SET EXERCISE >> Rewrite these lines with "Detect" switched to "Locate" everywhere and nothing else changed. Leave the pictures out.

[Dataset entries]
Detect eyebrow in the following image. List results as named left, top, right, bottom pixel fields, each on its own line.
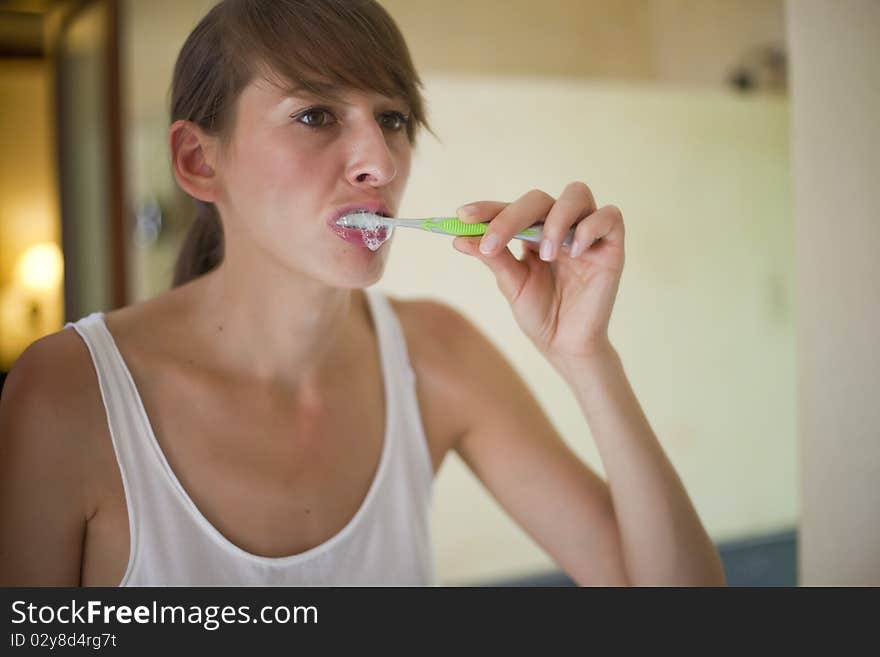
left=284, top=81, right=409, bottom=107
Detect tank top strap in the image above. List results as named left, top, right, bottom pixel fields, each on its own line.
left=365, top=287, right=434, bottom=482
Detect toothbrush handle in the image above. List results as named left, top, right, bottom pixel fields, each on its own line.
left=514, top=224, right=574, bottom=247
left=422, top=217, right=574, bottom=247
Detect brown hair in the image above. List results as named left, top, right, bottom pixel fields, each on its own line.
left=171, top=0, right=431, bottom=287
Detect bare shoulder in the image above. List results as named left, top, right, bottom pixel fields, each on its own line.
left=391, top=299, right=518, bottom=395
left=0, top=328, right=103, bottom=474
left=3, top=328, right=95, bottom=422
left=389, top=297, right=522, bottom=453
left=0, top=329, right=100, bottom=586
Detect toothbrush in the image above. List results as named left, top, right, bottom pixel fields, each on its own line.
left=336, top=212, right=574, bottom=247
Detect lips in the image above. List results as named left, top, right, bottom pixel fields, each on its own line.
left=327, top=201, right=391, bottom=248
left=327, top=201, right=391, bottom=228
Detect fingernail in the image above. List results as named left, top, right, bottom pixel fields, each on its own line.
left=457, top=205, right=477, bottom=219
left=480, top=233, right=498, bottom=255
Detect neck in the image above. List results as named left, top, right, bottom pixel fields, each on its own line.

SOLVED PROBLEM >>
Locate eyebrow in the following image. List results as named left, top, right, bottom pixel fields, each on its own line.
left=284, top=81, right=409, bottom=107
Locate tank top strap in the image above. List results as named left, top, right, bottom pixel fields, each on its own line.
left=365, top=287, right=434, bottom=482
Locate toothbrush handle in the image above. List results as named left, top, right, bottom pixel fields, each on its own line.
left=514, top=224, right=574, bottom=247
left=422, top=217, right=574, bottom=247
Locate brown hair in the image above. List results as named left, top, right, bottom pixel fields, each on its own line.
left=171, top=0, right=431, bottom=287
Locate bare shoulder in the image above. List results as named left, top, right, bottom pixel fields, each on its own line.
left=391, top=299, right=518, bottom=395
left=0, top=328, right=103, bottom=474
left=3, top=328, right=95, bottom=422
left=389, top=297, right=522, bottom=453
left=0, top=329, right=100, bottom=586
Locate toothbrush in the image above. List results as named left, top, right, bottom pixel fields, each on its own line.
left=336, top=212, right=574, bottom=247
Locate lips in the image above. List results as named left, top, right, bottom pixel fields, each on its own line.
left=327, top=201, right=391, bottom=248
left=327, top=201, right=391, bottom=228
Locate fingernail in the image above. List results as named left, top, right, bottom pixel fields, each on its own line.
left=457, top=205, right=477, bottom=219
left=480, top=233, right=498, bottom=255
Locate neck in the image above. List results as named left, top, right, bottom pixel fields, each on its own line.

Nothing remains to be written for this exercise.